PROBLEM TO SOLVE → Copy the lines that begin with the line containing "blue sky in the photo above." and continue through the last line. In that copy, switch "reports" to "returns" and keep everything else the same.
--- START OF EXCERPTED DATA ---
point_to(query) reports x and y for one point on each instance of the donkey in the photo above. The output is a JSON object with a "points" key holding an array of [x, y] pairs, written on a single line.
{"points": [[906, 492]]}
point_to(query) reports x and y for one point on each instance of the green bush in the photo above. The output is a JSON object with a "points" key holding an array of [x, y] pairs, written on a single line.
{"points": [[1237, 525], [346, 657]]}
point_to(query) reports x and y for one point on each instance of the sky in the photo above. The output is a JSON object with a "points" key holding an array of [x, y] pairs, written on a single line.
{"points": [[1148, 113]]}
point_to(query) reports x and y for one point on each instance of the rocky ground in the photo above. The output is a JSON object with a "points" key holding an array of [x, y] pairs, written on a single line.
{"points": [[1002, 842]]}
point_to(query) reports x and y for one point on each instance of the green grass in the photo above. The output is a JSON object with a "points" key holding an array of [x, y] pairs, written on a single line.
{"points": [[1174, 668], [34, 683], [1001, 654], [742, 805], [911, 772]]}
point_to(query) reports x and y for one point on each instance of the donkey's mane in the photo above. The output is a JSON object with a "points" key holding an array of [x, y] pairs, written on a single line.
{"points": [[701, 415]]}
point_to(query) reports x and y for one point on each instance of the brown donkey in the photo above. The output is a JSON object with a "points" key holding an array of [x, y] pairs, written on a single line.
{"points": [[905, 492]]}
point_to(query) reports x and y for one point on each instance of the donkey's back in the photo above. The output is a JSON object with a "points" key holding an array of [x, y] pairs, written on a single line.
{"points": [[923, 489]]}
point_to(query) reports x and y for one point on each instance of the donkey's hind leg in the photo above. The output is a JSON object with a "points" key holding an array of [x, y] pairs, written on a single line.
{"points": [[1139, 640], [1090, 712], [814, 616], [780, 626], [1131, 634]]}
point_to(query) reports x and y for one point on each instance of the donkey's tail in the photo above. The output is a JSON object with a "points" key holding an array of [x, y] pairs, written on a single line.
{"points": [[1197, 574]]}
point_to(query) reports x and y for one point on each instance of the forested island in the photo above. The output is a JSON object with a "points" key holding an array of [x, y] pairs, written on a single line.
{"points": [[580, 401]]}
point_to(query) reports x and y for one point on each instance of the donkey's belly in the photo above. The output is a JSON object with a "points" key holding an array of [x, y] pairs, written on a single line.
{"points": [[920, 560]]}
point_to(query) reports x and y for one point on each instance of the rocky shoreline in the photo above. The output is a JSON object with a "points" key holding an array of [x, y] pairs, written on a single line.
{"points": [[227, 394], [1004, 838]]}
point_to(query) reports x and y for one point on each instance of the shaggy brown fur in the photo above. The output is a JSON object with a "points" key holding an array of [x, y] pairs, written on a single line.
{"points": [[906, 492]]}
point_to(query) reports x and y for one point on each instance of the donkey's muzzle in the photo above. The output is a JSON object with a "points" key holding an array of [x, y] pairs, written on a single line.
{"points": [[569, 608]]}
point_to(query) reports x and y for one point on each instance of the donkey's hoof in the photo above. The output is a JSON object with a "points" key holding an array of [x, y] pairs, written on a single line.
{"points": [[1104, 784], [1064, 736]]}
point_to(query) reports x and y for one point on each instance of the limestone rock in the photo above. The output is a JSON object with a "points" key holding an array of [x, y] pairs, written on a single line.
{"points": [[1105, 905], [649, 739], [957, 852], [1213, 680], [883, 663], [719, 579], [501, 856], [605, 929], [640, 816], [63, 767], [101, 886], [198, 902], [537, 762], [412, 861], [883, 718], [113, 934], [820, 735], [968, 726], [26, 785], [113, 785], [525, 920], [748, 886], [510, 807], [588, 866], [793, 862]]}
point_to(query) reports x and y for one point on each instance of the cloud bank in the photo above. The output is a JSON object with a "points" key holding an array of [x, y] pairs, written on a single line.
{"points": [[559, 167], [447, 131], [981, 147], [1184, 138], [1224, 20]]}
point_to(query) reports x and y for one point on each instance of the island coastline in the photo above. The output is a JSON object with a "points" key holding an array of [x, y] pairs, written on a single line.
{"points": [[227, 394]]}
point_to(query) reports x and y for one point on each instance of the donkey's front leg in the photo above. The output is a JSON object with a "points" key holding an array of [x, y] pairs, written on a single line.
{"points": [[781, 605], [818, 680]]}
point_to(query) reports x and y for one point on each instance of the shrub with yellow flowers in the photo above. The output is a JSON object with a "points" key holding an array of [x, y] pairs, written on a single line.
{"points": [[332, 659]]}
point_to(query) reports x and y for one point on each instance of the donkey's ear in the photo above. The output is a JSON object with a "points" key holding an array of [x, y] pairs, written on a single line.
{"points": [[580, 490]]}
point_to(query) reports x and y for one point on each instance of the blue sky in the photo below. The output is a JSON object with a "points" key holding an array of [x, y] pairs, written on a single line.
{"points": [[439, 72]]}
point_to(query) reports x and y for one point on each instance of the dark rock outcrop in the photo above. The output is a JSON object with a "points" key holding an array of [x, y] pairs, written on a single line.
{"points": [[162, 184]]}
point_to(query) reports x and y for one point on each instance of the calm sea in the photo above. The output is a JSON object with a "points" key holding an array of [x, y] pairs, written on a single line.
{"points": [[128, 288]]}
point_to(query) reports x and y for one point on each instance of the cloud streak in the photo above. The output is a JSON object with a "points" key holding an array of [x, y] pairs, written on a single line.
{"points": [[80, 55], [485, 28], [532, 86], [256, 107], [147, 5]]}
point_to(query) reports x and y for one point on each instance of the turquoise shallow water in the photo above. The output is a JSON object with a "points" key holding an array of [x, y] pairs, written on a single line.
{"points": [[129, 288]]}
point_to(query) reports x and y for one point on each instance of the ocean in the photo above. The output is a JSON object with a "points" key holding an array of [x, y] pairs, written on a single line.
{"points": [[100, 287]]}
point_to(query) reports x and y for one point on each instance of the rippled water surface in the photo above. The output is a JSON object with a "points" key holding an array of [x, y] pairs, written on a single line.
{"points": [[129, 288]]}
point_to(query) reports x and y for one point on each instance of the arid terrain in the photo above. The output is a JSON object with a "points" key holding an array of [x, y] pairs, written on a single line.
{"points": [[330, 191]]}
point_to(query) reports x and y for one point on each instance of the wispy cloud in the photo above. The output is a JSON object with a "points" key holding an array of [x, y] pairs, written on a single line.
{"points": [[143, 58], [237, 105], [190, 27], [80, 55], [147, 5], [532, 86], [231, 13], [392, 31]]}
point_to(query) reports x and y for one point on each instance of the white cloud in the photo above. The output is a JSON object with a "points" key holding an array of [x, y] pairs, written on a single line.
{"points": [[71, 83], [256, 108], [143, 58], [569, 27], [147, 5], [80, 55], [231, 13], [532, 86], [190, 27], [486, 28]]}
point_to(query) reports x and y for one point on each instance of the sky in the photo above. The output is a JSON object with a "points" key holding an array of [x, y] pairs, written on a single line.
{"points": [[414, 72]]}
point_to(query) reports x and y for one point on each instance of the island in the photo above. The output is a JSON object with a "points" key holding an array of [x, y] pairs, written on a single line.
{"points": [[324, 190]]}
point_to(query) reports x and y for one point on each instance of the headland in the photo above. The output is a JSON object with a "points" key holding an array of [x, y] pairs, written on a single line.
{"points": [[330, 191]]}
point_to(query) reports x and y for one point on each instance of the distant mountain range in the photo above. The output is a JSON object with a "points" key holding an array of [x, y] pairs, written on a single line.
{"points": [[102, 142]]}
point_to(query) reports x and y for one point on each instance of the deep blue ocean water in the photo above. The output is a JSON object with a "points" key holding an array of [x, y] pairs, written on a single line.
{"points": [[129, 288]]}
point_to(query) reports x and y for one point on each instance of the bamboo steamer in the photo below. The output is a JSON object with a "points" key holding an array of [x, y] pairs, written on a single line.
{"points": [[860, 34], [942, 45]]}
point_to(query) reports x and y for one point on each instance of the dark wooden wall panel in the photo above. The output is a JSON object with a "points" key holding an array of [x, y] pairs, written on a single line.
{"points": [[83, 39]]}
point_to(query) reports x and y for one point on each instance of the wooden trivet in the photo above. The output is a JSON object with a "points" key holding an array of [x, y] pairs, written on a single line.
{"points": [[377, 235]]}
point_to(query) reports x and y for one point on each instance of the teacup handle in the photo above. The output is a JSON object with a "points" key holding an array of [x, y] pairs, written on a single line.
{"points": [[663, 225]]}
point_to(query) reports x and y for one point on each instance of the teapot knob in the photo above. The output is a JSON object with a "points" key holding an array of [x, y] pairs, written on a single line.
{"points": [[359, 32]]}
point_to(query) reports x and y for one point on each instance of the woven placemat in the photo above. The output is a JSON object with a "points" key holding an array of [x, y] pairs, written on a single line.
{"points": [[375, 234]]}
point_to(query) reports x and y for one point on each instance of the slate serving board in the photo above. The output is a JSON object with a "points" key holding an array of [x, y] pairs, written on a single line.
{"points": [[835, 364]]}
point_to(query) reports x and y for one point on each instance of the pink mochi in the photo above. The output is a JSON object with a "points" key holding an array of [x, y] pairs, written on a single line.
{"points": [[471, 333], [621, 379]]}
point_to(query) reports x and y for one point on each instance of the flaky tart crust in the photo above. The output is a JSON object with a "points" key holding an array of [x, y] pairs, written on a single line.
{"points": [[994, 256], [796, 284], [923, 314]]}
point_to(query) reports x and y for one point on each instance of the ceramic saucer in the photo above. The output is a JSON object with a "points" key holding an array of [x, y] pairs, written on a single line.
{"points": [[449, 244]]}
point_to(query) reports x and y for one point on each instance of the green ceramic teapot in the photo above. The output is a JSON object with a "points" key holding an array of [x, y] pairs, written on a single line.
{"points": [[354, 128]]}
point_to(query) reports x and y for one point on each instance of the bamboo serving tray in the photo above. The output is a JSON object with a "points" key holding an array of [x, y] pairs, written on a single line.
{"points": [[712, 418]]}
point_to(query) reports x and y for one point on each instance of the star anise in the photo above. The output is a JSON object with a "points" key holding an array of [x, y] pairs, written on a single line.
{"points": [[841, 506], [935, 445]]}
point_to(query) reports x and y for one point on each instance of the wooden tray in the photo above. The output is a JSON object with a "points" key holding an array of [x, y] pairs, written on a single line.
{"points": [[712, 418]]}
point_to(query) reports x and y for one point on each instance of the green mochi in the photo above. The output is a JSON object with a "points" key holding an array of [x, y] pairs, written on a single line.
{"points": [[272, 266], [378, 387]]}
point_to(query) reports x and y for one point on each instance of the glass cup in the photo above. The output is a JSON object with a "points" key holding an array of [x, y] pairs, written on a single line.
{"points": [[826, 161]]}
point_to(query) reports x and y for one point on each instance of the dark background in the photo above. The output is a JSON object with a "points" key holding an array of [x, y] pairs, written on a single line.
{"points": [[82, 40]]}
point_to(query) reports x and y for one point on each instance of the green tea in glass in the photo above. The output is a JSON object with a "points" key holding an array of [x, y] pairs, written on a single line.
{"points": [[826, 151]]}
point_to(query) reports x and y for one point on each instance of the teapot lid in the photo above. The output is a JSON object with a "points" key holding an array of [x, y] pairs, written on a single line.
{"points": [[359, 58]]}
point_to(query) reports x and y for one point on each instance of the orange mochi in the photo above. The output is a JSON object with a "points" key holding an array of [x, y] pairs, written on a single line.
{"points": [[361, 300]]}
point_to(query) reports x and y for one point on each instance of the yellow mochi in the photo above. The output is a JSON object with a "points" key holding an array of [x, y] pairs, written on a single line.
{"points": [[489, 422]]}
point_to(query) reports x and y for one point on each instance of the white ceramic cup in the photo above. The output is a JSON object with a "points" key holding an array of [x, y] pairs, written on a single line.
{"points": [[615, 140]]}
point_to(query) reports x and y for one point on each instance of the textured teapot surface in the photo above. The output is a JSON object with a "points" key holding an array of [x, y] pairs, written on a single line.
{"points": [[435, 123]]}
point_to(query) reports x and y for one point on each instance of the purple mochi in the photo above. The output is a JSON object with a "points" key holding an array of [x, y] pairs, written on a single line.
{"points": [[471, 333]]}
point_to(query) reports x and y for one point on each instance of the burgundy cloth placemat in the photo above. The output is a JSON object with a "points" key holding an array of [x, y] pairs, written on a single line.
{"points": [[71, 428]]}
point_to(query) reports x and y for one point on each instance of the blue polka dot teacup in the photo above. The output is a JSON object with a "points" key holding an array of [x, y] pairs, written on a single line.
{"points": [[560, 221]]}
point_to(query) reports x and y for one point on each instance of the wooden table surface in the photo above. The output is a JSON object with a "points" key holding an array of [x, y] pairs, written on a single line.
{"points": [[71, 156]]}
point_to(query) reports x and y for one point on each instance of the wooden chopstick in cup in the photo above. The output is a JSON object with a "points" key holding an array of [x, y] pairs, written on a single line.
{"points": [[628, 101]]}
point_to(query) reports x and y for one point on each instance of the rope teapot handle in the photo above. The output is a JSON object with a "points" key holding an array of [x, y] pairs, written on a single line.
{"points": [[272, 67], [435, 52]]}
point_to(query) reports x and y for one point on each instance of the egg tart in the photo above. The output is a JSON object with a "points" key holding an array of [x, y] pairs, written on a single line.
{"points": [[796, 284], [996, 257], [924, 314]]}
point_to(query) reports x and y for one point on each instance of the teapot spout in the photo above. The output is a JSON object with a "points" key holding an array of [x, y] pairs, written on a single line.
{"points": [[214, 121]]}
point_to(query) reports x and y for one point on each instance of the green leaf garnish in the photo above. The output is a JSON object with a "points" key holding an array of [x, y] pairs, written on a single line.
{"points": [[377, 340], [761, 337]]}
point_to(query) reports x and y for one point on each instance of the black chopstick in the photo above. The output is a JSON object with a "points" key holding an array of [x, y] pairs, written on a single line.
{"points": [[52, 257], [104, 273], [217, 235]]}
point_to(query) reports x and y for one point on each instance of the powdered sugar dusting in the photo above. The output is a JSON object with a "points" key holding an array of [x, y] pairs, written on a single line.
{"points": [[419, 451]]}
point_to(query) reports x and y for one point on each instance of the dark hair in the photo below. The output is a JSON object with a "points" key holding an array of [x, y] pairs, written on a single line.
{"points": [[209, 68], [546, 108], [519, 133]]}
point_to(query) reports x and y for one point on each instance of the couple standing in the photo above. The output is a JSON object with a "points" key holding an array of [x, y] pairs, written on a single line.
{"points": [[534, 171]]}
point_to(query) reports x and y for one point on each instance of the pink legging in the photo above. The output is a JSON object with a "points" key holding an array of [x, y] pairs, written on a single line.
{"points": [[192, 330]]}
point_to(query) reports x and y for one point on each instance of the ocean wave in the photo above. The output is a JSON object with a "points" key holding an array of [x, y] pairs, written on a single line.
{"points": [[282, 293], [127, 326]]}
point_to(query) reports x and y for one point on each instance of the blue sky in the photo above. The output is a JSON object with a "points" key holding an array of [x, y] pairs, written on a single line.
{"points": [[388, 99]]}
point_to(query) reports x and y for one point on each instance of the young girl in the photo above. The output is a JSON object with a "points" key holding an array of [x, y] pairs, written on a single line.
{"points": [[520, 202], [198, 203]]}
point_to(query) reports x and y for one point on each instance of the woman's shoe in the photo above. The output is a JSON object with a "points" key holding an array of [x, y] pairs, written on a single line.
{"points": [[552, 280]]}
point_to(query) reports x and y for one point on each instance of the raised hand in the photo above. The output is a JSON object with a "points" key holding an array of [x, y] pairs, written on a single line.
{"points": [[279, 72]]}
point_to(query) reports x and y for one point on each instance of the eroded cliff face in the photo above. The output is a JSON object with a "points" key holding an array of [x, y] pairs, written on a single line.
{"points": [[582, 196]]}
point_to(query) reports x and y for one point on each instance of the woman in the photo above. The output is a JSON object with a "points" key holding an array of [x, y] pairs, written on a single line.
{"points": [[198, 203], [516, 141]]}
--- END OF EXCERPTED DATA ---
OUTPUT FOR THIS EXERCISE →
point_to(query) returns x and y for one point on each instance of the blue sky in the photo above. The output is a JSON object with a "points" key holding an array of [x, y] pairs, written on a single line.
{"points": [[388, 99]]}
point_to(query) returns x and y for one point on each instance of the young girl in the photo above. The output is a JSON object with a "points" key holding an array of [x, y] pairs, written on a single line.
{"points": [[520, 202], [198, 203]]}
point_to(query) returns x and y for one point on each instance of the woman's shoe in the photo above. The output is a JSON object with a "points" key holding an array of [x, y] pairs, written on a single line.
{"points": [[552, 280]]}
point_to(query) returns x and y for one point on each instance of the raised hand in the photo above. The output is a JSON object with a "points" key holding an array of [x, y] pairs, written on a single line.
{"points": [[279, 72]]}
point_to(query) returns x and y for one point on each instance of the eroded cliff face in the photo above. The output is a JSON object with a "points" key holding an array of [x, y] pairs, written on a single line.
{"points": [[582, 196]]}
point_to(query) returns x and y for one point on each instance of the woman in the photo above. The output is a JSON object with a "points" key holding an array of [x, y] pairs, written on a single line.
{"points": [[198, 203], [516, 141]]}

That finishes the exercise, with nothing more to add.